• **What is required**:
Would you please transcribe the records below from the line with "point: the eroded" through their final line, exactly and with no other lines?

[Photo-based referring expression data]
######
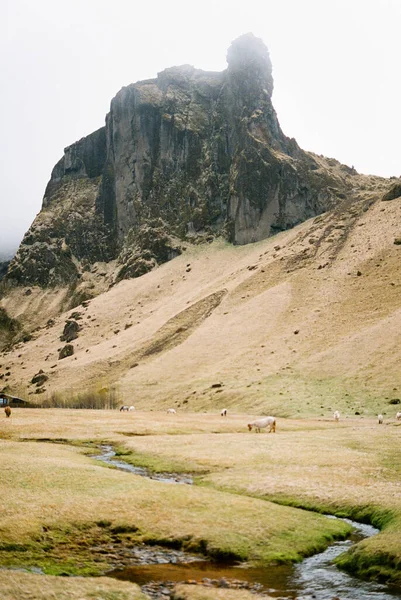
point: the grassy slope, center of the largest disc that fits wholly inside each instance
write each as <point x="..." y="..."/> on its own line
<point x="343" y="356"/>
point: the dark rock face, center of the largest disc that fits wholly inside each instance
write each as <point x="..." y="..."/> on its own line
<point x="70" y="331"/>
<point x="67" y="350"/>
<point x="4" y="268"/>
<point x="189" y="154"/>
<point x="394" y="192"/>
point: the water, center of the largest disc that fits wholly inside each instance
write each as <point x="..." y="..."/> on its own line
<point x="315" y="578"/>
<point x="108" y="455"/>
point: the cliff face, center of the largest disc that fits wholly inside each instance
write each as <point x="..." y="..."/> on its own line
<point x="188" y="155"/>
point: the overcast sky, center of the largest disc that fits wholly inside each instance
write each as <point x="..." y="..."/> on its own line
<point x="336" y="69"/>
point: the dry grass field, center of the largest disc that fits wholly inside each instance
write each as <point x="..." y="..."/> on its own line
<point x="64" y="505"/>
<point x="300" y="324"/>
<point x="297" y="325"/>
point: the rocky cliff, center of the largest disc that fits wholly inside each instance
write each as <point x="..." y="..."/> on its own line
<point x="184" y="157"/>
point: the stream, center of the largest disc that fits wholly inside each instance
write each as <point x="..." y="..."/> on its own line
<point x="315" y="578"/>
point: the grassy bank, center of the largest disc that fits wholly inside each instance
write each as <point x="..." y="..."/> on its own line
<point x="64" y="504"/>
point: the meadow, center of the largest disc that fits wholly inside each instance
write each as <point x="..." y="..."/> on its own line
<point x="62" y="508"/>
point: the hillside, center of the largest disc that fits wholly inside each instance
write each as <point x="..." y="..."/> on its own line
<point x="297" y="324"/>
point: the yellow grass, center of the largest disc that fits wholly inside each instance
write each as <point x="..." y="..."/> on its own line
<point x="27" y="586"/>
<point x="349" y="468"/>
<point x="231" y="320"/>
<point x="193" y="592"/>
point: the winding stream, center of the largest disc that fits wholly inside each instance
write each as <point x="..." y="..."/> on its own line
<point x="315" y="578"/>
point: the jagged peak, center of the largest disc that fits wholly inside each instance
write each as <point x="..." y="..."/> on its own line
<point x="249" y="54"/>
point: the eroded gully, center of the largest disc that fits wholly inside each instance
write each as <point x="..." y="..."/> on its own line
<point x="158" y="569"/>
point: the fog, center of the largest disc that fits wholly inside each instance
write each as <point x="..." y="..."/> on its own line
<point x="335" y="69"/>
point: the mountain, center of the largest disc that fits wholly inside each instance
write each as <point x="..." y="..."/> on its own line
<point x="283" y="296"/>
<point x="186" y="157"/>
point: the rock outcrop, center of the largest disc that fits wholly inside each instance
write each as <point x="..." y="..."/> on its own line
######
• **Task solution**:
point: the eroded gully, center of the largest disc that fits wholly inside each instance
write each as <point x="..." y="..."/> on its own line
<point x="158" y="569"/>
point: the fog, center of the largest disc that fits wholly inside each instance
write each as <point x="..." y="..."/> on its own line
<point x="335" y="69"/>
point: the mountain, center of the largest disc that fits wholly inside each instance
write each as <point x="..." y="..."/> on its own line
<point x="283" y="296"/>
<point x="186" y="157"/>
point: the rock outcrop, center of the largest disc that fits wholly inside each instance
write each as <point x="..." y="..."/> on its own line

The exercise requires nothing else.